WHAT THE EXERCISE ASKS:
Return the following data lines unchanged, character for character.

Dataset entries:

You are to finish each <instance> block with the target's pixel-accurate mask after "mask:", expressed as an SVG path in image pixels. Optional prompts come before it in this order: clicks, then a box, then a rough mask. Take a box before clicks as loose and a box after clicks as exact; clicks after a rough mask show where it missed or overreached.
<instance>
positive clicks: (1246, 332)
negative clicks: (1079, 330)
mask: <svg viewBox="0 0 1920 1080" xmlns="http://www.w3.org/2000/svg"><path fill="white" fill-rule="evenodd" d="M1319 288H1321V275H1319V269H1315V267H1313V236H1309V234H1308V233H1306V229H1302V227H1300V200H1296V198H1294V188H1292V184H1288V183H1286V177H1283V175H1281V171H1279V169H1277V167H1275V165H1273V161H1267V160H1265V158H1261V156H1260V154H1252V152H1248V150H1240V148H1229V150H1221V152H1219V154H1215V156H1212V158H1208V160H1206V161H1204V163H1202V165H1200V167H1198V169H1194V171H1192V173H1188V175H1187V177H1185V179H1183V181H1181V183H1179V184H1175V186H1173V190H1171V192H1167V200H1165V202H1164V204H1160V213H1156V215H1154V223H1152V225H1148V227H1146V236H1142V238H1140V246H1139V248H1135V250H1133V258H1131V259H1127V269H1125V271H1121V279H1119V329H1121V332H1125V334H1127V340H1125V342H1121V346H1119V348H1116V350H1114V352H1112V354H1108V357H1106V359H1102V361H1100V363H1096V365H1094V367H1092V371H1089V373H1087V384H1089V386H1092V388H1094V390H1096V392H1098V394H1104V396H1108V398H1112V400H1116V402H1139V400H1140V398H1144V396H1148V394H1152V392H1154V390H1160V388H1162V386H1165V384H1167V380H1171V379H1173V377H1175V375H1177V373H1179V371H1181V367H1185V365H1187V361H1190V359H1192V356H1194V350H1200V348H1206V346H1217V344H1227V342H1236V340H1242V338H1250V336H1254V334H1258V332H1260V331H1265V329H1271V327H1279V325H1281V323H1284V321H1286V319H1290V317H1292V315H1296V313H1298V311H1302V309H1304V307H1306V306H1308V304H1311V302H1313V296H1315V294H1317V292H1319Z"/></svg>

RESPONSE AREA:
You are to finish each <instance> block with the target's pixel-accurate mask after "mask:", expressed as an SVG path in image pixels. Optional prompts come before it in this order: clicks, then a box, then a rough mask. Take a box before clicks as loose and a box after clicks as exact; clicks after a rough mask show where it missed or overreached.
<instance>
positive clicks: (1246, 332)
negative clicks: (1079, 330)
mask: <svg viewBox="0 0 1920 1080" xmlns="http://www.w3.org/2000/svg"><path fill="white" fill-rule="evenodd" d="M1319 288H1321V275H1319V269H1315V267H1313V236H1309V234H1308V233H1306V229H1302V227H1300V200H1296V198H1294V188H1292V184H1288V183H1286V177H1283V175H1281V171H1279V169H1277V167H1275V165H1273V161H1267V160H1265V158H1261V156H1260V154H1252V152H1248V150H1240V148H1229V150H1221V152H1219V154H1215V156H1212V158H1208V160H1206V161H1204V163H1202V165H1200V167H1198V169H1194V171H1192V173H1188V175H1187V177H1185V179H1183V181H1181V183H1179V184H1175V186H1173V190H1171V192H1167V200H1165V202H1164V204H1160V213H1156V215H1154V223H1152V225H1148V227H1146V236H1142V238H1140V246H1139V248H1135V250H1133V258H1131V259H1127V269H1125V271H1121V279H1119V329H1121V332H1125V334H1127V340H1125V342H1121V346H1119V348H1116V350H1114V352H1112V354H1108V357H1106V359H1102V361H1100V363H1096V365H1094V367H1092V371H1089V373H1087V384H1089V386H1092V388H1094V390H1096V392H1098V394H1104V396H1108V398H1112V400H1116V402H1139V400H1140V398H1144V396H1148V394H1152V392H1154V390H1160V388H1162V386H1165V384H1167V380H1171V379H1173V377H1175V375H1177V373H1179V371H1181V367H1185V365H1187V361H1190V359H1192V356H1194V350H1200V348H1206V346H1217V344H1227V342H1236V340H1242V338H1250V336H1254V334H1258V332H1260V331H1265V329H1271V327H1279V325H1281V323H1284V321H1286V319H1290V317H1292V315H1296V313H1298V311H1302V309H1304V307H1306V306H1308V304H1311V302H1313V296H1315V294H1317V292H1319Z"/></svg>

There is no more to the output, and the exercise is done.